Convert the records, from the line containing "point: distant mountain" through the last line of the records, into a Markdown table with a Row column for the row number and a Line column for each line, skipping blank lines.

***** ROWS *****

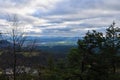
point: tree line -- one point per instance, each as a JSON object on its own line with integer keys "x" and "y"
{"x": 96, "y": 57}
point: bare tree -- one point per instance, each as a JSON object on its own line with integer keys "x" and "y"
{"x": 18, "y": 38}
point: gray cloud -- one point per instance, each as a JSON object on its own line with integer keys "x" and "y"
{"x": 61, "y": 17}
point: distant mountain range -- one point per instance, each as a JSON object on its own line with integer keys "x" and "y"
{"x": 55, "y": 41}
{"x": 48, "y": 44}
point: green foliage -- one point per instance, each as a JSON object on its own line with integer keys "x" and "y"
{"x": 97, "y": 56}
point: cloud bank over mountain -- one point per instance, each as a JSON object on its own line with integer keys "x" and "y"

*****

* _CORRECT ANSWER_
| Row | Line |
|---|---|
| 1 | point: distant mountain range -- one point per instance, each as a JSON object on its own line with integer keys "x" and "y" |
| 2 | {"x": 55, "y": 41} |
| 3 | {"x": 48, "y": 44} |
| 4 | point: green foliage -- one point per instance, each as a JSON object on its own line with integer keys "x" and "y" |
| 5 | {"x": 97, "y": 56} |
| 6 | point: cloud bank over mountain -- one point per instance, each as a JSON object on its own line with integer keys "x" and "y" |